> _Rows from an object pointing dataset_
* * *

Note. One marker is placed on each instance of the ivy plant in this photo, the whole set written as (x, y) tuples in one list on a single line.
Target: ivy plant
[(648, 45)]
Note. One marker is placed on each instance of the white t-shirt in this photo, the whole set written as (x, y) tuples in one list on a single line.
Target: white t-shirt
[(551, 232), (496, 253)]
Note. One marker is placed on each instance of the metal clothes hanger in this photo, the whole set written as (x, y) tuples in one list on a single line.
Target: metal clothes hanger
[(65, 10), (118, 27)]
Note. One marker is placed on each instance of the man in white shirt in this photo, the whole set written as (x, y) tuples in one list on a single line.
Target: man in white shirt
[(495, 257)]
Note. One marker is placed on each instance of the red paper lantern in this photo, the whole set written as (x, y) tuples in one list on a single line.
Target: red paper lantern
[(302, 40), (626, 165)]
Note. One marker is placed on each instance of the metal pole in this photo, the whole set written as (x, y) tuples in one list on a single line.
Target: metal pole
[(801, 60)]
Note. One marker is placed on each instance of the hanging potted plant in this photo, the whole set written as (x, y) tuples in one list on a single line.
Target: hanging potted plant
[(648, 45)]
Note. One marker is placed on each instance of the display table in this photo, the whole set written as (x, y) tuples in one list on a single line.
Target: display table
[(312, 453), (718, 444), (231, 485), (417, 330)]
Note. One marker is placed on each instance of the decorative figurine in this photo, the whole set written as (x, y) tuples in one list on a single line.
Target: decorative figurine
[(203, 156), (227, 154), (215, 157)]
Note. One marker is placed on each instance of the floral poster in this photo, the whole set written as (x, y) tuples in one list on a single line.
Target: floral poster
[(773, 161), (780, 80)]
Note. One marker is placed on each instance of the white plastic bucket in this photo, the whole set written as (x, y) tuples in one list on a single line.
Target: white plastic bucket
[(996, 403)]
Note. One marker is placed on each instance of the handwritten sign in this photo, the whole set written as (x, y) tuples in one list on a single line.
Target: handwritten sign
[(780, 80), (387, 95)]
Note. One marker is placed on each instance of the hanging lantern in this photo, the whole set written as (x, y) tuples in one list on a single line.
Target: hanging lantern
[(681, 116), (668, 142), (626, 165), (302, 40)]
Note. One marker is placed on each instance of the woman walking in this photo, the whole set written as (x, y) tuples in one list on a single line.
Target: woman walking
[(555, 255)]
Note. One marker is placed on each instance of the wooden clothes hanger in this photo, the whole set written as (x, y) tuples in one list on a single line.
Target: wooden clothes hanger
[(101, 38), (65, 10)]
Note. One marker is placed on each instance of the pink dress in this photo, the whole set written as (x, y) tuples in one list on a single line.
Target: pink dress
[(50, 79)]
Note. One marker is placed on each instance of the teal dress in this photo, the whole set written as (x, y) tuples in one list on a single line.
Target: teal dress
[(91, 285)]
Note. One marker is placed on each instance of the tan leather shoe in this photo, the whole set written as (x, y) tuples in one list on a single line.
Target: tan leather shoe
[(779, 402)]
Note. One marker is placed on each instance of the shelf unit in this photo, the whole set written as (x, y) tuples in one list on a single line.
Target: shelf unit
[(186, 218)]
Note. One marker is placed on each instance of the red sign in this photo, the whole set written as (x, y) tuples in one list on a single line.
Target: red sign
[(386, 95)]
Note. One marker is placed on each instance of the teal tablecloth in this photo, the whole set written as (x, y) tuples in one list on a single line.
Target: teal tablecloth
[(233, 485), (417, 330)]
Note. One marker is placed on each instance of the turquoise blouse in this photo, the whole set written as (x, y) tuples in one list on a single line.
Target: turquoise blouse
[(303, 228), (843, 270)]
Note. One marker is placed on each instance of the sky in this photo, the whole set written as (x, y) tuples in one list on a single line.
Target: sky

* * *

> _SET TASK_
Could you recast every line of the data above as a Markdown table with two columns, Row for the row number and Line for the text, leaving out blank lines?

> _RESULT_
| Row | Line |
|---|---|
| 1 | Note. One marker is placed on each instance of the ivy plant in this photo, the whole set written as (x, y) tuples in one list on a single line. |
| 2 | Target: ivy plant |
| 3 | [(648, 45)] |
| 4 | Note. One marker is placed on each instance of the white t-shirt in this photo, the whole set written as (x, y) tuples in one list on a single line. |
| 5 | Target: white t-shirt |
| 6 | [(551, 232), (496, 253)] |
| 7 | Note. One marker is placed on each instance of the metal clothes hanger in this photo, the whole set written as (x, y) tuples in one list on a single line. |
| 8 | Target: metal clothes hanger |
| 9 | [(65, 10), (118, 27)] |
| 10 | Note. One marker is placed on each instance of the man in white shirt in this photo, the whole set written as (x, y) tuples in one list on a single line. |
| 11 | Target: man in white shirt |
| 12 | [(495, 257)] |
| 13 | Note. One marker is placed on each instance of the red paper lantern in this photo, the whole set written as (x, y) tuples in one list on a single line. |
| 14 | Target: red paper lantern |
| 15 | [(302, 40), (626, 165)] |
| 16 | Note. One marker is placed on each instance of the metal pole in this photo, the whole set written as (x, y) tuples in one list on a single line. |
| 17 | Target: metal pole |
| 18 | [(801, 60)] |
| 19 | Note. One marker is placed on each instance of the hanging potted plant in this photo, the whole set written as (x, y) tuples in one list on a single line. |
| 20 | Target: hanging potted plant |
| 21 | [(648, 45)] |
| 22 | Note. One marker is placed on each instance of the display table in this photo, the whole set written as (x, y) tuples in one list on a single line. |
| 23 | Target: display table |
| 24 | [(312, 453), (718, 444), (231, 485), (417, 330)] |
| 25 | Note. One marker is placed on each instance of the decorative figurine in this photo, the whole set written as (x, y) tuples in one list on a single line. |
| 26 | Target: decorative figurine |
| 27 | [(203, 156), (227, 154), (215, 157)] |
| 28 | Note. One marker is placed on each instance of the floral poster in this photo, the whole set written as (x, y) tuples in one list on a single line. |
| 29 | Target: floral poster |
| 30 | [(773, 161), (780, 80)] |
| 31 | Note. One marker is placed on each instance of the white plastic bucket in this photo, the whole set written as (x, y) tuples in one list on a single line. |
| 32 | Target: white plastic bucket |
| 33 | [(996, 403)] |
| 34 | Note. One marker is placed on each instance of the handwritten sign in this photo, the whole set written as (x, y) tuples in one list on a single line. |
| 35 | Target: handwritten sign |
| 36 | [(780, 80), (387, 95)] |
| 37 | Note. One marker is placed on each instance of the hanging lantern in this photo, the whole set written as (x, y) tuples in one list on a single line. |
| 38 | Target: hanging lantern |
| 39 | [(681, 116), (668, 142), (626, 165), (302, 40)] |
| 40 | Note. One marker is placed on each instance of the woman walking in this photo, the whole set written as (x, y) tuples in one list on a single line. |
| 41 | Target: woman walking |
| 42 | [(555, 255)] |
| 43 | Note. One marker is placed on each instance of the wooden clothes hanger in this photo, the whole set written as (x, y) tuples in one list on a single line. |
| 44 | Target: wooden clothes hanger |
| 45 | [(101, 38), (65, 10)] |
| 46 | Note. One marker is placed on each instance of the pink dress in this photo, the whole set written as (x, y) tuples in one list on a single line. |
| 47 | Target: pink dress |
| 48 | [(50, 79)] |
| 49 | Note. One marker is placed on each instance of the teal dress in this photo, the whole set written as (x, y) tuples in one list on a single line. |
| 50 | Target: teal dress |
| 51 | [(91, 285)] |
| 52 | Note. One marker is placed on each instance of the tan leather shoe in this photo, the whole set written as (x, y) tuples in one list on a single line. |
| 53 | Target: tan leather shoe |
| 54 | [(779, 402)] |
| 55 | Note. One marker is placed on each instance of the shelf unit in this photo, the whole set written as (x, y) tuples in one list on a single line. |
| 56 | Target: shelf unit |
| 57 | [(186, 218)] |
| 58 | Note. One marker is placed on each instance of the red sign in this photo, the whole set written as (x, y) tuples in one list on a single line. |
| 59 | Target: red sign |
| 60 | [(386, 95)] |
| 61 | Note. One marker is placed on each instance of the teal tablecloth in this photo, the whole set written as (x, y) tuples in one list on a single line. |
| 62 | Target: teal tablecloth |
| 63 | [(233, 485), (417, 330)] |
| 64 | Note. One marker is placed on each instance of the turquoise blouse in this photo, the whole set written as (x, y) tuples in one list on a single line. |
| 65 | Target: turquoise blouse |
| 66 | [(303, 228), (843, 270)] |
| 67 | Note. One marker is placed on each instance of the sky in this photo, the whole set written as (x, y) tuples in one list on a single line. |
| 68 | Target: sky |